━━━━━ TEXT EXTRACT
Nebius differentiates financially due to its low cost of capital, with billions on its balance sheet, no debt, and a strong position as one of two publicly traded GPU-only Neoclouds that we track (the other being CoreWeave). Nebius differentiates technically with a virtualized approach to GPU infrastructure (built on experience from Yandex), and an AI-native approach due to their dogfood approach with their internal AI team, that has resulted in multiple spinoff startups in the AI space.

While we are aware of their struggles in securing colocation deals and establishing a credit rating, their engineering prowess is evident. The Nebius platform prioritizes flexibility, on-demand access, and a robust Kubernetes-native experience. This stands in contrast to CoreWeave’s bare metal, long-term reservation model and makes Nebius a compelling choice for autoscaling and spot instances, specifically used for experimentation and inference. Nebius continues to show up as a low-cost provider on various marketplaces, and as the infrastructure, and is one of the only providers with realistic pricing right on the homepage of their website.

Source: Nebius

As if that wasn’t enough, Nebius is also foraying into the inference endpoint market!

In this section, we will discuss our hands-on experience with Nebius’ platform:

Slurm-on-Kubernetes
Virtualization and Storage
Monitoring and Health Checks
On-Demand Instances

Slurm-on-Kubernetes

Since ClusterMAX 1.0, Nebius has officially launched their managed Soperator service for a fully self-service Slurm-on-Kubernetes experience.

We were able to test this out, and as expected we got a Slurm cluster that was completely set up and ready for use out of the box. This included pre-installed drivers, Docker, passwordless SSH between nodes, and expected performance on collectives (nccl-tests) and pytorch training jobs (torchtitan pretraining) out-of-the-box.

These requirements may be considered basic, but are not to be taken for granted. Later in the article we will describe how difficult it is for other providers to install Slurm-on-Kubernetes (via Soperator or Slinky) with good defaults. Notably, since Nebius uses its own open-source project, Soperator, they completely control the roadmap and are vertically integrated from customer support issues in an sbatch script, down to the kubernetes orchestration, hardware, and datacenter troubleshooting layers.

The control plane also looks nice:

Source: SemiAnalysis Nebius cluster

Virtualization and Storage

Unlike CoreWeave’s bare-metal-first strategy, Nebius has built its platform on layers of Kubernetes clusters managing each other, using KubeVirt all the way down. This means that customer workloads, even for full 8-GPU nodes, run inside virtual machines on a kubernetes cluster that they can access, which itself is managed by a kubernetes cluster that only Nebius can access. This design is similar to how GCP orchestrates compute. The architecture allows Nebius to leverage the benefits of VMs, such as rapid provisioning and advanced storage features. For example, they use virtio-fs to attach a massive shared root filesystem, which presented as 197TB out-of-the box in our cluster, mounted at “/”, but obviously does not require 197TB of drives to be physically installed in the servers themselves.

Source: SemiAnalysis Nebius cluster

Nebius’s storage solution is built on YDB https://ydb.tech/docs/en/contributor/distributed-storage , which actually underpins their block, shared filesystem, and storage offerings. This approach to storage has reduced startup times (i.e. pulling a container image or model file) for new machines with some example on-demand autoscaling workloads from over 10 minutes to around 2-3 minutes.
━━━━━━━━━━
# WORK INSTRUCTIONS
1. Decide whether each statement agrees with the Nebius text, answering yes or no and quoting the deciding words: (a) Nebius carries debt on its balance sheet. (b) Customer workloads on full 8-GPU nodes run inside virtual machines. (c) Startup times for some on-demand autoscaling workloads dropped to around 2-3 minutes.
2. Rewrite the part of the Nebius text starting at "As if that wasn’t" and ending at "self-service Slurm-on-Kubernetes experience.", renaming "inference endpoint market" as "model serving market".
━━━━━ ENTRIES
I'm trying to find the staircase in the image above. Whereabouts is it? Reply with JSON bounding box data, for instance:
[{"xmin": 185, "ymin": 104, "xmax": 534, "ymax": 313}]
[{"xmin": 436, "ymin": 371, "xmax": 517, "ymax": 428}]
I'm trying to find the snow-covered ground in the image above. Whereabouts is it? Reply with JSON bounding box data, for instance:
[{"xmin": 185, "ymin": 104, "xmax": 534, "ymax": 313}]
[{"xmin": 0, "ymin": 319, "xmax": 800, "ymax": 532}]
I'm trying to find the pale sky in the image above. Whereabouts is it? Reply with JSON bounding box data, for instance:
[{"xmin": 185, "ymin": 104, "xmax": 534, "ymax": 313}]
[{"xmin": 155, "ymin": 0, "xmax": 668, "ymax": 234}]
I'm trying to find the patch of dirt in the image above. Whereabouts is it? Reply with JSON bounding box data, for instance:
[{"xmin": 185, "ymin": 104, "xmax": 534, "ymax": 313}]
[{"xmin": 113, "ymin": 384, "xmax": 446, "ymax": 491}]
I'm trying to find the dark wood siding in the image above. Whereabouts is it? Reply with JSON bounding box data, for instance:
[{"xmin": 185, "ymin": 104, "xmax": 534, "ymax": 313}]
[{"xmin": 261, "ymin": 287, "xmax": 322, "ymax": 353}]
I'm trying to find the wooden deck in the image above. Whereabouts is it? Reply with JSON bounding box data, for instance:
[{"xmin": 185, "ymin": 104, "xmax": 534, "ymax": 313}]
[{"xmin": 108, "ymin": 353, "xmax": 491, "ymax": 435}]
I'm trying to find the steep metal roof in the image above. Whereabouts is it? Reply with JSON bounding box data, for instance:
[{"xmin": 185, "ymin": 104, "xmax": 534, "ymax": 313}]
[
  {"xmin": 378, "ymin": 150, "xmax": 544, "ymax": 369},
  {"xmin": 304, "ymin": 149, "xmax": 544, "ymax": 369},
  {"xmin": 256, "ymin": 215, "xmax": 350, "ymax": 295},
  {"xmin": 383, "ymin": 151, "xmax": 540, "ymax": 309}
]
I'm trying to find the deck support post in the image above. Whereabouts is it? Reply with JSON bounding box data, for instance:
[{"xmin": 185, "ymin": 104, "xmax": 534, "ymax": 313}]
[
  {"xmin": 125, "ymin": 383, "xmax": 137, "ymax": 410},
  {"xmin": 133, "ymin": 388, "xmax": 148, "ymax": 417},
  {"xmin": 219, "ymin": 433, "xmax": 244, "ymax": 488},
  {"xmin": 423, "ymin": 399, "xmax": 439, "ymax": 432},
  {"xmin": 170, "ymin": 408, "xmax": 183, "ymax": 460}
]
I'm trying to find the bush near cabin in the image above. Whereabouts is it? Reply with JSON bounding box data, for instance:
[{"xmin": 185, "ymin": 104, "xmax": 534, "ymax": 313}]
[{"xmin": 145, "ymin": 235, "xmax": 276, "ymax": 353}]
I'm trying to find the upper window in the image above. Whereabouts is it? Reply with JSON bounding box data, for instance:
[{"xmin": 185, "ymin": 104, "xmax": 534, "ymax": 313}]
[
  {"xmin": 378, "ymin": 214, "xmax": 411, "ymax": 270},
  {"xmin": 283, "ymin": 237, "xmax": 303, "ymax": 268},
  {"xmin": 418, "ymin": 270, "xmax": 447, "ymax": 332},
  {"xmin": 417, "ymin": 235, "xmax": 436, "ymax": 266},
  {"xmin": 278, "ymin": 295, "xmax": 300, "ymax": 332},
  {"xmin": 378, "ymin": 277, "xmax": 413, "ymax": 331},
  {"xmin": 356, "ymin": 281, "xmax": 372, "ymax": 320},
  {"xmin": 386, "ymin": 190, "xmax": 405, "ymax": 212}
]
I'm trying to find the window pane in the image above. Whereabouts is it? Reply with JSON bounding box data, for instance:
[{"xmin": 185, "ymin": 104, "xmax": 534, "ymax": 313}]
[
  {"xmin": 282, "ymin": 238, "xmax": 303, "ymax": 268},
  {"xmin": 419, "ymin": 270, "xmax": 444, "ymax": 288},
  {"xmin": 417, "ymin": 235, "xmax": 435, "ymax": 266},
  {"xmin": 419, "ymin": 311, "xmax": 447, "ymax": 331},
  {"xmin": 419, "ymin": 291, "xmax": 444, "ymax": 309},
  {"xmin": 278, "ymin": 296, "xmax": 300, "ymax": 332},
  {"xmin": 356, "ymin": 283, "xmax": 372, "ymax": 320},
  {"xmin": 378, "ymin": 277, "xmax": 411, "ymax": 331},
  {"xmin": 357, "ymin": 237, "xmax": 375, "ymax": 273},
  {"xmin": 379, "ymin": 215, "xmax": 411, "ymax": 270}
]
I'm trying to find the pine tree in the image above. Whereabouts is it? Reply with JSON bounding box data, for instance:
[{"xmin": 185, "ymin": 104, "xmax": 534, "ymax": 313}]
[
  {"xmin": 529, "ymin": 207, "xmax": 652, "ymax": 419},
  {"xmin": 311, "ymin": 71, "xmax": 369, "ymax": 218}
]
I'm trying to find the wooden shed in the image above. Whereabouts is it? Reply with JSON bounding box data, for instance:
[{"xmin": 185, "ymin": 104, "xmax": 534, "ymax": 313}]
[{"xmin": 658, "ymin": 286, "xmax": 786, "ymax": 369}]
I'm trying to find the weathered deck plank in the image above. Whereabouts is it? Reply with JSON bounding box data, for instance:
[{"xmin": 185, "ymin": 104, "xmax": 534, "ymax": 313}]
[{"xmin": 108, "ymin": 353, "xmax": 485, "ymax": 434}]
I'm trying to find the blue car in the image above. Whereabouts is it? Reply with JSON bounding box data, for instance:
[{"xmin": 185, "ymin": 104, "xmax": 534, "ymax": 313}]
━━━━━━━━━━
# EXERCISE ANSWERS
1.
(a) No: "no debt"
(b) Yes: "customer workloads, even for full 8-GPU nodes, run inside virtual machines"
(c) Yes: "from over 10 minutes to around 2-3 minutes"

2.
As if that wasn’t enough, Nebius is also foraying into the model serving market!

In this section, we will discuss our hands-on experience with Nebius’ platform:

Slurm-on-Kubernetes
Virtualization and Storage
Monitoring and Health Checks
On-Demand Instances

Slurm-on-Kubernetes

Since ClusterMAX 1.0, Nebius has officially launched their managed Soperator service for a fully self-service Slurm-on-Kubernetes experience.